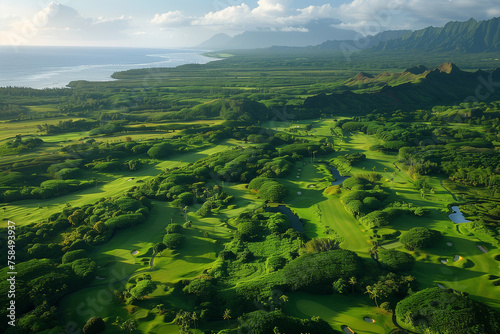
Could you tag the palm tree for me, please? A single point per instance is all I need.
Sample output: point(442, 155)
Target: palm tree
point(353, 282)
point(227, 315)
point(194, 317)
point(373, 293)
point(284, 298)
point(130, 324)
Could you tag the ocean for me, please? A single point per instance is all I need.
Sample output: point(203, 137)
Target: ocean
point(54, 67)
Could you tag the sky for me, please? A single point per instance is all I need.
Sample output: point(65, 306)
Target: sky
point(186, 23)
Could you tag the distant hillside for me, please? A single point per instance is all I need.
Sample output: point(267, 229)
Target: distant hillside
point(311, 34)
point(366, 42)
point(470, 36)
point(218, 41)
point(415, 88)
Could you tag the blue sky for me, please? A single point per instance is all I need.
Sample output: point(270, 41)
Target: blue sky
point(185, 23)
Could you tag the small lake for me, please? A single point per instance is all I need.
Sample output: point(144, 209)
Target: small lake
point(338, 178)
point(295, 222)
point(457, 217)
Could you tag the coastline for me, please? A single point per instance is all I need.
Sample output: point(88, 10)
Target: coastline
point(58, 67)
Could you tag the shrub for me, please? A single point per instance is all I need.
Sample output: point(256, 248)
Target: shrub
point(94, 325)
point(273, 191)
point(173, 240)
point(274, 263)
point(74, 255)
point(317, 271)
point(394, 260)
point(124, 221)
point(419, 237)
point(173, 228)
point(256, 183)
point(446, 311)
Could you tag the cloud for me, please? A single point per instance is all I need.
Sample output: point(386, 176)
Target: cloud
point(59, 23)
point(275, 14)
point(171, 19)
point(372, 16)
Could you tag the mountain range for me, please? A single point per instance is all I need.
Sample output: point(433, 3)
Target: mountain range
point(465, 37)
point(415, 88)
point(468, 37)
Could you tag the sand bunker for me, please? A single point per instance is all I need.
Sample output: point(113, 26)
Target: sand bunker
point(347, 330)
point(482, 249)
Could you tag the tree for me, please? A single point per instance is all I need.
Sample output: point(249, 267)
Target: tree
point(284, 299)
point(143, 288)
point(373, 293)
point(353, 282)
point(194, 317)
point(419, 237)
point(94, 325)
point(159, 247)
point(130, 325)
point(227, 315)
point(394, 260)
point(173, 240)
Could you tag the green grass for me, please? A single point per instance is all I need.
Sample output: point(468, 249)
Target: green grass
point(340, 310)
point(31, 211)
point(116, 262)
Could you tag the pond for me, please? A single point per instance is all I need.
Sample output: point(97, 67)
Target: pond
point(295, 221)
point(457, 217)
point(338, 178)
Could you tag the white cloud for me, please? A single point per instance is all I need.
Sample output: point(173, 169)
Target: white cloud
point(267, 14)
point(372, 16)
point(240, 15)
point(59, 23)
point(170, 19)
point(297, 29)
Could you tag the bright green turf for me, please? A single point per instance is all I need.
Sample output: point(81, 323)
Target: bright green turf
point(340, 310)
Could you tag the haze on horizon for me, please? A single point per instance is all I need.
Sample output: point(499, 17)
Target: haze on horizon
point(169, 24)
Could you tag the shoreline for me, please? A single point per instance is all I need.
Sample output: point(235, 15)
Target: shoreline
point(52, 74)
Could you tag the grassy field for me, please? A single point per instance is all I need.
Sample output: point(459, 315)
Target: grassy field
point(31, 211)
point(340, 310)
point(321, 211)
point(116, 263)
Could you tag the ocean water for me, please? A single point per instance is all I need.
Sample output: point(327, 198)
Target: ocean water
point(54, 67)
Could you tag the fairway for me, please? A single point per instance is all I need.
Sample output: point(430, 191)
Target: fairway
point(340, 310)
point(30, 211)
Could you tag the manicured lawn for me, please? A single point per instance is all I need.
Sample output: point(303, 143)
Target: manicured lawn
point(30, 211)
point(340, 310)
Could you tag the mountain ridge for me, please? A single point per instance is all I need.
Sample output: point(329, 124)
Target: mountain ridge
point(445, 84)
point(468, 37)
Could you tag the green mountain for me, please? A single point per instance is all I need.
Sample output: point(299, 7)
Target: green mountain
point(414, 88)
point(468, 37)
════
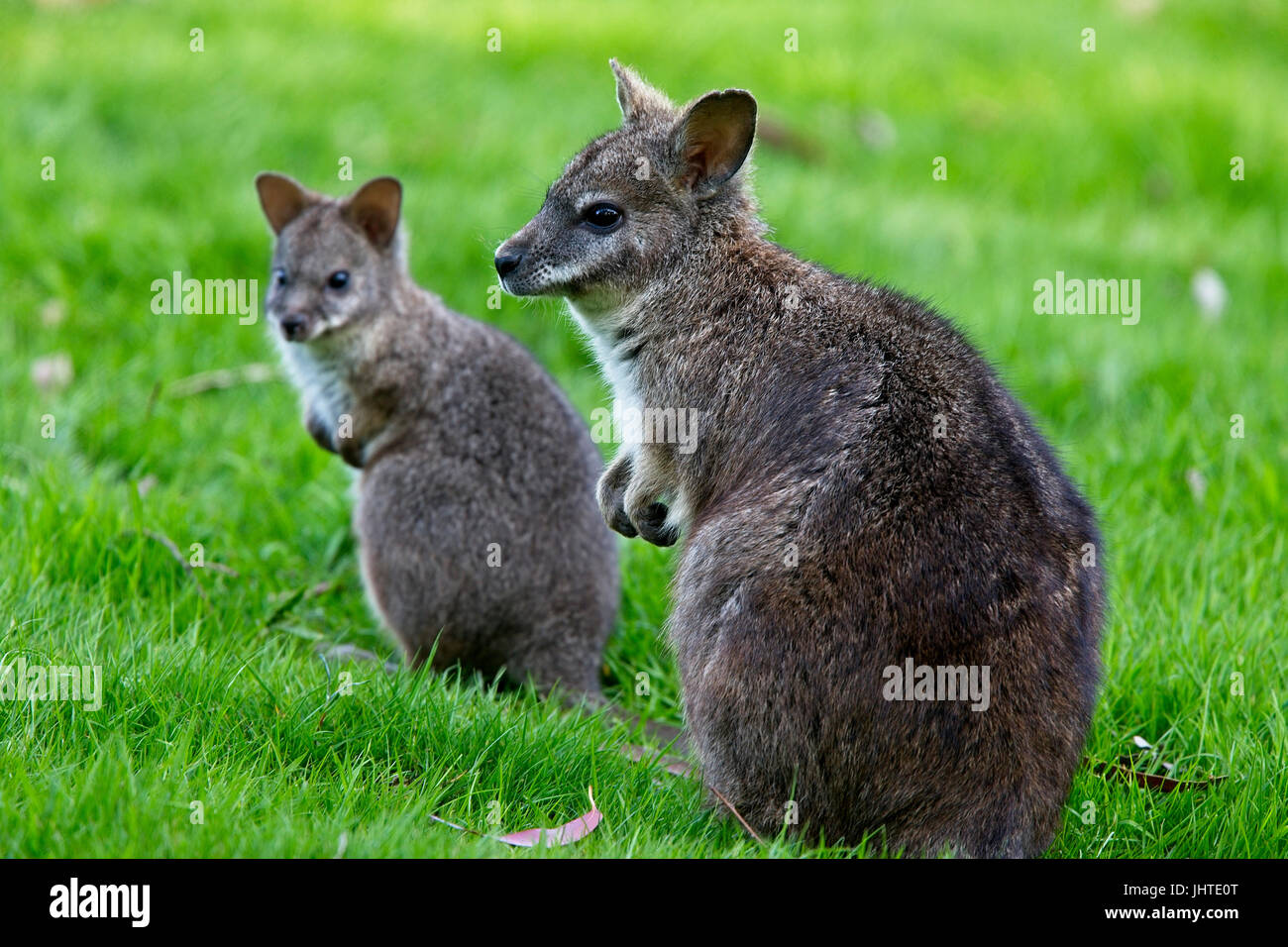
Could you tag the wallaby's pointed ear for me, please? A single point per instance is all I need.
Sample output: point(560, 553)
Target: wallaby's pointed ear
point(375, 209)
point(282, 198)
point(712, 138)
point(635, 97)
════
*Required task*: Render the lines starting at the one that contains "Could you tag the shoreline" and ending at the one that contains "point(52, 74)" as a Markdown table with the columns Row and Line, leaving out any blank lines.

*The reply*:
| Row | Line |
|---|---|
| 1 | Could you tag the shoreline for me, please? A single point per instance is all I need. |
| 2 | Sample output: point(235, 15) |
| 3 | Target: shoreline |
| 4 | point(52, 74) |